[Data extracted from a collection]

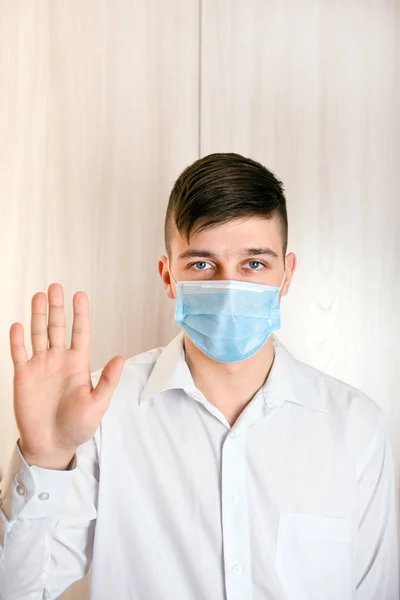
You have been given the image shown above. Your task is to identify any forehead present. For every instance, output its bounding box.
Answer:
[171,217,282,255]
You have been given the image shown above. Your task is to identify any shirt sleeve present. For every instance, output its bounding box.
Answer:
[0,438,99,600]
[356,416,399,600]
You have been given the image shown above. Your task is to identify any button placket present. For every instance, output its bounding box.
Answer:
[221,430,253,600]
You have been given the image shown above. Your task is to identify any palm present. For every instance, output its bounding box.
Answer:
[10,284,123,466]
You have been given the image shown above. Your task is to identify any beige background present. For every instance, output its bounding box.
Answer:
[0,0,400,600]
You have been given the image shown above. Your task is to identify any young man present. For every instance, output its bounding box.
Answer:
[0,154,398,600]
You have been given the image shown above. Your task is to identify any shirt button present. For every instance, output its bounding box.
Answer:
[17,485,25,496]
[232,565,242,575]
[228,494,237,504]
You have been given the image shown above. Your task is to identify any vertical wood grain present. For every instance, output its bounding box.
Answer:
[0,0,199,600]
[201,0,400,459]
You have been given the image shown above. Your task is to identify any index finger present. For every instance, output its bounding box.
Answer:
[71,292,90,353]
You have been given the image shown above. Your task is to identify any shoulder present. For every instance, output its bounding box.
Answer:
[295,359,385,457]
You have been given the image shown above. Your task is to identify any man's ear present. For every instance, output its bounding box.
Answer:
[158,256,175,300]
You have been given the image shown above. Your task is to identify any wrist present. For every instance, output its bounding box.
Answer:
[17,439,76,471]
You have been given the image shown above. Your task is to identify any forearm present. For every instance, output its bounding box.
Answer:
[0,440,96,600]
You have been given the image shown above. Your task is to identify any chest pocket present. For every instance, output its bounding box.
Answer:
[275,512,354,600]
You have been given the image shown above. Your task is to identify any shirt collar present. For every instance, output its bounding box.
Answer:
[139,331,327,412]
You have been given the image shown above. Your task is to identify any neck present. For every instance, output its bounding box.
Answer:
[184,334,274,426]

### Description of the task
Retype every line of the records above without any changes. Leave the pictures out of your answer.

### Answer to this exercise
You have been given the image shown above. Your task is to identify any forehead present. For every instance, output its bounding box.
Answer:
[171,217,282,255]
You have been given the image shown above. Your task is to identify any shirt sleeve present. For every instance, output its bounding box.
Answer:
[0,438,99,600]
[356,416,399,600]
You have been given the image shown above. Your task is to identify any button placket present. For every instance, output its bounding box.
Answer:
[221,430,253,600]
You have been given the image shown above. Your task is to identify any palm present. For every instance, output its bounding box.
Answer:
[10,284,123,466]
You have been given the image shown above. Your task is to identify any beige background present. For every instance, output its bounding box.
Answer:
[0,0,400,600]
You have been given the image shown above. Your task is to identify any young man present. For every instance, output its bounding box.
Answer:
[0,154,398,600]
You have been given the image shown above. Your task is to identify any shirt button present. For every instance, output its bounding box.
Answer:
[17,485,25,496]
[232,565,242,575]
[228,494,237,504]
You have been given the image shown above. Your task is to identify any vertical wood grain present. For every instance, output its bounding box.
Answer:
[0,0,199,600]
[201,0,400,459]
You have been given the image shown above. Your task is to identify any index finger present. For every instance, output its bounding box.
Answer:
[71,292,90,353]
You have been given the image shown above. Your task is to identify any shoulder present. For every instance, output its bounding box.
Answer:
[295,359,385,457]
You have been given the image shown above. Your task is to identify any man's ear present. For every instance, output its bounding box.
Answer:
[158,256,175,300]
You have been given the image shown above. Your task is to identify any wrist present. For every instance, output its bounding box.
Answer:
[17,439,76,471]
You have been given the image shown above. Your task is to identify any forearm present. For every instance, output its bounding box.
Answer:
[0,440,96,600]
You have been given the image shown above. Your task is to identify any chest pocket present. For every instance, output its bounding box.
Answer:
[275,512,354,600]
You have been given the image shown above. Your task is to identify any shirt collar present. For every instance, output its bounding box.
Answer:
[139,331,327,412]
You have been given the image shown above. Your task is to identify any neck present. For every instance, output its bounding box.
Answer:
[184,334,274,426]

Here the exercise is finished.